Dataset entries
====

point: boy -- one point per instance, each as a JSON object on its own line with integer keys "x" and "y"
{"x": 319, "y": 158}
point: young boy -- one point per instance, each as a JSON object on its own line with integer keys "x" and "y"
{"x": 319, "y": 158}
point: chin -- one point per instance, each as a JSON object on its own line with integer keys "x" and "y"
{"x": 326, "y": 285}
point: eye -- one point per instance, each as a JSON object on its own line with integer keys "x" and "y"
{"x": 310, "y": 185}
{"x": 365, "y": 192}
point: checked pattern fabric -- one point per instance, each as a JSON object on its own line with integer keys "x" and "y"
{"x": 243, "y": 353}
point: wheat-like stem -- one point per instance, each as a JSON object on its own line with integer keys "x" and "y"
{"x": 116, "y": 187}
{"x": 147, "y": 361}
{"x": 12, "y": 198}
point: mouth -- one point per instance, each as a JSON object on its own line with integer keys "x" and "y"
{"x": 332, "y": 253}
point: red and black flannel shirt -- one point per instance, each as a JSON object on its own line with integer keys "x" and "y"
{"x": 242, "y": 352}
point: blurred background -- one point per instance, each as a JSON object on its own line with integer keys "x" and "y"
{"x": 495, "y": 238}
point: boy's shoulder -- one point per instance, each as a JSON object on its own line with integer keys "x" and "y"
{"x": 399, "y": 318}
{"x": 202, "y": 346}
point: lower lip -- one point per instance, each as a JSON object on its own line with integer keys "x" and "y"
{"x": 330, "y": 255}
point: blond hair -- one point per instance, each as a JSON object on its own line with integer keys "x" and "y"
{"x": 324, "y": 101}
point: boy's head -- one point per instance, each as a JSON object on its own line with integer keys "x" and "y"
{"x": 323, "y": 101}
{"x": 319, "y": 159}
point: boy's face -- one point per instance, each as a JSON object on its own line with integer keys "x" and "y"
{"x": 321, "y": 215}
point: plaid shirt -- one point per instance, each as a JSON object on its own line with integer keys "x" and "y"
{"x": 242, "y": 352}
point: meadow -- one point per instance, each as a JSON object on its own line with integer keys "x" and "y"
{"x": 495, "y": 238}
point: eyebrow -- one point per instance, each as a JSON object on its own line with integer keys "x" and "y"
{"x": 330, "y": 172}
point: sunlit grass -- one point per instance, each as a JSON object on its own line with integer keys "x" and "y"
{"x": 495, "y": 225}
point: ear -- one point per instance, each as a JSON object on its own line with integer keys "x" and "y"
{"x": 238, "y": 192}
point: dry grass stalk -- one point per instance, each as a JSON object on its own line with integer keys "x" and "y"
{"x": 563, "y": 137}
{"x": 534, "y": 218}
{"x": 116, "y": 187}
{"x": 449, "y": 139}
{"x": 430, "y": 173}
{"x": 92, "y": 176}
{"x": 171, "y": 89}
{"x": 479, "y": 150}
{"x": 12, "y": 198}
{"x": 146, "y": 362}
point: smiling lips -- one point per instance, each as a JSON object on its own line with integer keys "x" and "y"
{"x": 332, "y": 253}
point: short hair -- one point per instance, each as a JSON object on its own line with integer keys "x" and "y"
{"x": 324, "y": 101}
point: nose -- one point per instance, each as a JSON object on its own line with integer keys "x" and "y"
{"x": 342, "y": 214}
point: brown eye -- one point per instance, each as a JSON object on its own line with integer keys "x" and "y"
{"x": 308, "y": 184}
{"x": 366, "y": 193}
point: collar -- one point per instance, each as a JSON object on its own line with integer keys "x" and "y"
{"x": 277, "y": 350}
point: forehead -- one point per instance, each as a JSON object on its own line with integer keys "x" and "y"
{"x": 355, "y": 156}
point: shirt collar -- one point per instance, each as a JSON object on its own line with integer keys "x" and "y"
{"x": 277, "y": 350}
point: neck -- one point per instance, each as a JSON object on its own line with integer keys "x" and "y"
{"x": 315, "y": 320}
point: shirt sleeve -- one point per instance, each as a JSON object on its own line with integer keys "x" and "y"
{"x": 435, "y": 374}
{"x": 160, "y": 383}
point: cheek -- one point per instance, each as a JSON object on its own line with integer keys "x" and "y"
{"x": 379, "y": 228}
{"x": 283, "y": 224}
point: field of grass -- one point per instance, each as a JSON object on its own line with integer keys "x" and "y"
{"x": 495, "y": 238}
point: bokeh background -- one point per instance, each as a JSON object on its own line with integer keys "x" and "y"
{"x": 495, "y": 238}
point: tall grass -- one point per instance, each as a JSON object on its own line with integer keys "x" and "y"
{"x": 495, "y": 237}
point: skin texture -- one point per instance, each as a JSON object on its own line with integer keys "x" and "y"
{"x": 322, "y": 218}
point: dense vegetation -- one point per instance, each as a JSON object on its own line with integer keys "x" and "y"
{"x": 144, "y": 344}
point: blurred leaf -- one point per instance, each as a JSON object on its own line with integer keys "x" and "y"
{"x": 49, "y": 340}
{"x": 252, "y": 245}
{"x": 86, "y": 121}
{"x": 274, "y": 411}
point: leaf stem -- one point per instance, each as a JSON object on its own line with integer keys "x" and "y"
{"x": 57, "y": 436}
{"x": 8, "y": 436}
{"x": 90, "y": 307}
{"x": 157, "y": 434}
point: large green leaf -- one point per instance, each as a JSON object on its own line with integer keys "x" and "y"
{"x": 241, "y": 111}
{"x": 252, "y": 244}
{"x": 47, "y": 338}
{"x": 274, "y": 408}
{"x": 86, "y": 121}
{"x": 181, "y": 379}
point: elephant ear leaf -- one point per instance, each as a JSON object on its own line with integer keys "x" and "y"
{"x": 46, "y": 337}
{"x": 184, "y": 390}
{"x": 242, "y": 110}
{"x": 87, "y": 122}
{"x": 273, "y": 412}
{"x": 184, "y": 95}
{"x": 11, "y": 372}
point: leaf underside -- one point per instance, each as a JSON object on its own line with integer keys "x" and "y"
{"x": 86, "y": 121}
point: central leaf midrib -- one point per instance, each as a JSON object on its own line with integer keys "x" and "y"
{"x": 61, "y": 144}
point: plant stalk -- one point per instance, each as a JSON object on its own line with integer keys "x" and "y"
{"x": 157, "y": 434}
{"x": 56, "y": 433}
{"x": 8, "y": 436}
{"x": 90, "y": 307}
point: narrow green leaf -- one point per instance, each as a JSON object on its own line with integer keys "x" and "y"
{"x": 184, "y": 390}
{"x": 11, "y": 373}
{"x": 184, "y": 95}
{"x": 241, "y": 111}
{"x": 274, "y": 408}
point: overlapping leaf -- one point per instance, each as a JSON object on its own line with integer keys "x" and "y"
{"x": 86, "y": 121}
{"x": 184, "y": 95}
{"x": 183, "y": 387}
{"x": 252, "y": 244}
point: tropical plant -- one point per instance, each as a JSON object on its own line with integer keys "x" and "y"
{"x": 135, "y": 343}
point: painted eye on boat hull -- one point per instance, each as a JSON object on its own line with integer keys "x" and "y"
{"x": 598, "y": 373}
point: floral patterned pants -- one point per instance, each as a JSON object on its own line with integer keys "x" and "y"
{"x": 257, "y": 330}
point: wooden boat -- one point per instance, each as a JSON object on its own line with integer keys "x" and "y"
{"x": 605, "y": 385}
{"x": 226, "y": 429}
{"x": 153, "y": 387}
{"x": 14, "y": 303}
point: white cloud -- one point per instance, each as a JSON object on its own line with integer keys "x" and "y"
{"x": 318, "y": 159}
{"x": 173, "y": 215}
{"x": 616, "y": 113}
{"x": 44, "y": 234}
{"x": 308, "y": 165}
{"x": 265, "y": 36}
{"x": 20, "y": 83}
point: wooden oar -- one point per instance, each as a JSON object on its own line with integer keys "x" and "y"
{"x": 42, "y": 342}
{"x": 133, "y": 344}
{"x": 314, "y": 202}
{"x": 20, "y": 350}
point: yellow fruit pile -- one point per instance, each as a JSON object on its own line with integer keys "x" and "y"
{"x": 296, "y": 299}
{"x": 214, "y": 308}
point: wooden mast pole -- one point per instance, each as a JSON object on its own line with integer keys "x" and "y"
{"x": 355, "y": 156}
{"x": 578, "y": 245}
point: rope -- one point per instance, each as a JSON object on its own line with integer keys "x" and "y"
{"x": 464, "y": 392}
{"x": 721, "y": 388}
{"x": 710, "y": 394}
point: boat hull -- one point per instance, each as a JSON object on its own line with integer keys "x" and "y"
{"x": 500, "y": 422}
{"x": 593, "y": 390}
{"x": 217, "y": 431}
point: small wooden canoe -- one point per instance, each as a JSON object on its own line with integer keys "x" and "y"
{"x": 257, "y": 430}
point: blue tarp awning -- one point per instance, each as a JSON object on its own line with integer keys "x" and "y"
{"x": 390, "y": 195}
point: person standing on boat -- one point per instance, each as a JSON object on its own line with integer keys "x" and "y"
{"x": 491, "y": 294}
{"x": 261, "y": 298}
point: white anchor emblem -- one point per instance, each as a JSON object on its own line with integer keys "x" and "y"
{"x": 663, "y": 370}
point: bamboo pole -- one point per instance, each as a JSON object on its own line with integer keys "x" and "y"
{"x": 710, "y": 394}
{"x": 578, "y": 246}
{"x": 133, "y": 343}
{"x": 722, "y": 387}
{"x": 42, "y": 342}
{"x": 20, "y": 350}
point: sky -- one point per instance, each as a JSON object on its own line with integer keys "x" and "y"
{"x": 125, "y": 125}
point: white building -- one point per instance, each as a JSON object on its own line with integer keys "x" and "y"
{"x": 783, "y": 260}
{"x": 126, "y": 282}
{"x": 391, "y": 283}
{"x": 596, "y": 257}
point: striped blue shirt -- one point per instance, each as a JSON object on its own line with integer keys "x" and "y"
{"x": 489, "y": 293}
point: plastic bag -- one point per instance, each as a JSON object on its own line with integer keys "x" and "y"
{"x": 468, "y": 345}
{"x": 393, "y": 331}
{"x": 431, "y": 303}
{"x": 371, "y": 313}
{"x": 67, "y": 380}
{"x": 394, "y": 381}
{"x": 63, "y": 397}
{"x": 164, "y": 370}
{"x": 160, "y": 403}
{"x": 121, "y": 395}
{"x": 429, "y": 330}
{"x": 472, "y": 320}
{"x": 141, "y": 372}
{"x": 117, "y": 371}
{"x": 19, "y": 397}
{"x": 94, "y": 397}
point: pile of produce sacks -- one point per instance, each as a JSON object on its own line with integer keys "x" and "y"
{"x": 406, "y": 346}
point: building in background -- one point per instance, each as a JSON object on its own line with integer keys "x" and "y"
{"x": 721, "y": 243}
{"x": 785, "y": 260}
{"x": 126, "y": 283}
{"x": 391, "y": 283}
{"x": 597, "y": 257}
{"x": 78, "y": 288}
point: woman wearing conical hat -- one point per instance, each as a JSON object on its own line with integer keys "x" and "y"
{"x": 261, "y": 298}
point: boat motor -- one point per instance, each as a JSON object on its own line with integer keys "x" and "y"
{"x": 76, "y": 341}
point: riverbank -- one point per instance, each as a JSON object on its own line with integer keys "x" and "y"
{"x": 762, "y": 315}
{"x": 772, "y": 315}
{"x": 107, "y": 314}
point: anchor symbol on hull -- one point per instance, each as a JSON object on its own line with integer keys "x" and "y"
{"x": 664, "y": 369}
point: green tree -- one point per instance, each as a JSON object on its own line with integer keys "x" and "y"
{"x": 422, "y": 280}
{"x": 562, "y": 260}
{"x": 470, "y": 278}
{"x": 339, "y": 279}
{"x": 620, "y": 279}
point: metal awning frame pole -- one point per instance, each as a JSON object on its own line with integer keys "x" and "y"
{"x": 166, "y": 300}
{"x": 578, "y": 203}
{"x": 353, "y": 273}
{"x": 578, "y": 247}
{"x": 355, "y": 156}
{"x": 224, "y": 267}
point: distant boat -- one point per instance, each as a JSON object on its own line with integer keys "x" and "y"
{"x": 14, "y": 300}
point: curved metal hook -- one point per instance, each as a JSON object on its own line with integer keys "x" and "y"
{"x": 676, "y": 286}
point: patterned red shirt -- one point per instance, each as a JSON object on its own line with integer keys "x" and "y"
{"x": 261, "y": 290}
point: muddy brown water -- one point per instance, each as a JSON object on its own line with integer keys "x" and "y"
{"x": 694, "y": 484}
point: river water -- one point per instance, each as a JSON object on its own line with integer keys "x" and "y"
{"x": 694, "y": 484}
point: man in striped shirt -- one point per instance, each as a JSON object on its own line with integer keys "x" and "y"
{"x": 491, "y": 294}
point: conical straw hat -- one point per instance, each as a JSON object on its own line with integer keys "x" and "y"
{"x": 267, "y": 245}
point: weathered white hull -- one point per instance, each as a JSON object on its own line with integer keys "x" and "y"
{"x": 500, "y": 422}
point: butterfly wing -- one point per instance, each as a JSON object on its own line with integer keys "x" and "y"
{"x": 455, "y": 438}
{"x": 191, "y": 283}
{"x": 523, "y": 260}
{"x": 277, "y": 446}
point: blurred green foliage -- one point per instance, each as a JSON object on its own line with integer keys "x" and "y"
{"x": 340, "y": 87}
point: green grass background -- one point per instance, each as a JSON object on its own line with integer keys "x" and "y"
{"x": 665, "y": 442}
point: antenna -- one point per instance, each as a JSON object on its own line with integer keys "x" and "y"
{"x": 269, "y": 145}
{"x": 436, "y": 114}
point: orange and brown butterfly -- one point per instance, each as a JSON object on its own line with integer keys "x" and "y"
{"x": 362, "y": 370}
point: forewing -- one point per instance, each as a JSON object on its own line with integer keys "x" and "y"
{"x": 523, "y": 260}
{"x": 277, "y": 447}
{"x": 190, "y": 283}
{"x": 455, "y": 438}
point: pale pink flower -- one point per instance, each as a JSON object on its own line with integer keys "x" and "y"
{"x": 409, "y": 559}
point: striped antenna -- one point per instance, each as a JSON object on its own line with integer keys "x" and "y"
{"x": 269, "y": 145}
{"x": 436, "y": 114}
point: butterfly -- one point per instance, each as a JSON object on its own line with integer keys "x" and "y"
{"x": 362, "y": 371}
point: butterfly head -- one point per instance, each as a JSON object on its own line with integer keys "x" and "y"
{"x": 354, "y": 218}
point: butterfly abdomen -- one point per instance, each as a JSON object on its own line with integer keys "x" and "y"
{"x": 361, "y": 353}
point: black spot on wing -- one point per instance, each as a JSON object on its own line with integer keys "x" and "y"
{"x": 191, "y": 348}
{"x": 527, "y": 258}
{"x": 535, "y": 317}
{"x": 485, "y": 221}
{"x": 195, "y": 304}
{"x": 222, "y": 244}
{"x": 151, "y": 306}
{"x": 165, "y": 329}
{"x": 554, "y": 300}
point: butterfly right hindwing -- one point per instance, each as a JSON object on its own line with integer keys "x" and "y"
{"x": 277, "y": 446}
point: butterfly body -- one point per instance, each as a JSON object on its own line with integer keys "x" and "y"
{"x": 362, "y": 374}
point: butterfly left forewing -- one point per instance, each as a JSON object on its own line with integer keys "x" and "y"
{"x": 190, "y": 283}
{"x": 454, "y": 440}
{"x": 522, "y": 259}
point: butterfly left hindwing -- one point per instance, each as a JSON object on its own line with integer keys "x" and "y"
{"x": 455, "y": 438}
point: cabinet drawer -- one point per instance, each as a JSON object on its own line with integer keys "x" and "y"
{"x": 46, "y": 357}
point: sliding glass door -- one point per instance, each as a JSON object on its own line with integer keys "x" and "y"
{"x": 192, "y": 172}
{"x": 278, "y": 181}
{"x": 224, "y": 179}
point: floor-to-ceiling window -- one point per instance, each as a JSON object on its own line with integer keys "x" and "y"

====

[Exercise instructions]: Nothing but the lines from the one with "point: forewing -- one" through the end of the data above should be repeated, each exactly as it stands.

[Solution to the problem]:
point: forewing -- one point per instance, each as a JSON object on its own line with integer keys "x" and "y"
{"x": 523, "y": 260}
{"x": 277, "y": 447}
{"x": 190, "y": 283}
{"x": 455, "y": 438}
point: pale pink flower -- one point per instance, each as a JSON object on its own line with integer keys "x" and "y"
{"x": 409, "y": 559}
point: striped antenna -- one point per instance, each as a JSON object on its own line with integer keys "x" and "y"
{"x": 269, "y": 145}
{"x": 436, "y": 114}
point: butterfly -- one point per instance, each as a JSON object on its own line with integer keys "x" and "y"
{"x": 362, "y": 371}
point: butterfly head -- one point per instance, each as a JSON object on its own line with integer keys "x" and "y"
{"x": 354, "y": 218}
point: butterfly abdomen -- one point per instance, each as a JSON object on its own line with integer keys "x" and "y"
{"x": 361, "y": 353}
point: black spot on wing -- one point per instance, each as a JSON object on its own line with integer keys "x" and "y"
{"x": 191, "y": 348}
{"x": 527, "y": 258}
{"x": 535, "y": 317}
{"x": 485, "y": 221}
{"x": 195, "y": 304}
{"x": 222, "y": 244}
{"x": 151, "y": 306}
{"x": 165, "y": 329}
{"x": 554, "y": 300}
point: butterfly right hindwing -- one point per instance, each as a JSON object on its own line with integer keys "x" and "y"
{"x": 277, "y": 446}
point: butterfly body -- one point per instance, each as a JSON object on its own line with integer keys "x" and "y"
{"x": 362, "y": 374}
point: butterfly left forewing -- one point per instance, each as a JSON object on its own line with integer keys "x" and "y"
{"x": 190, "y": 283}
{"x": 454, "y": 440}
{"x": 522, "y": 259}
point: butterfly left hindwing -- one point per instance, each as a JSON object on its own line with integer keys "x" and "y"
{"x": 455, "y": 438}
point: cabinet drawer -- one point per instance, each as a JSON object on its own line with integer keys "x" and "y"
{"x": 46, "y": 357}
point: sliding glass door -- one point per instance, each as a JSON object on its own line with integer keys "x" and "y"
{"x": 192, "y": 172}
{"x": 278, "y": 181}
{"x": 224, "y": 179}
point: floor-to-ceiling window -- one point per instance, each as a JSON object on its own line with integer keys "x" and "y"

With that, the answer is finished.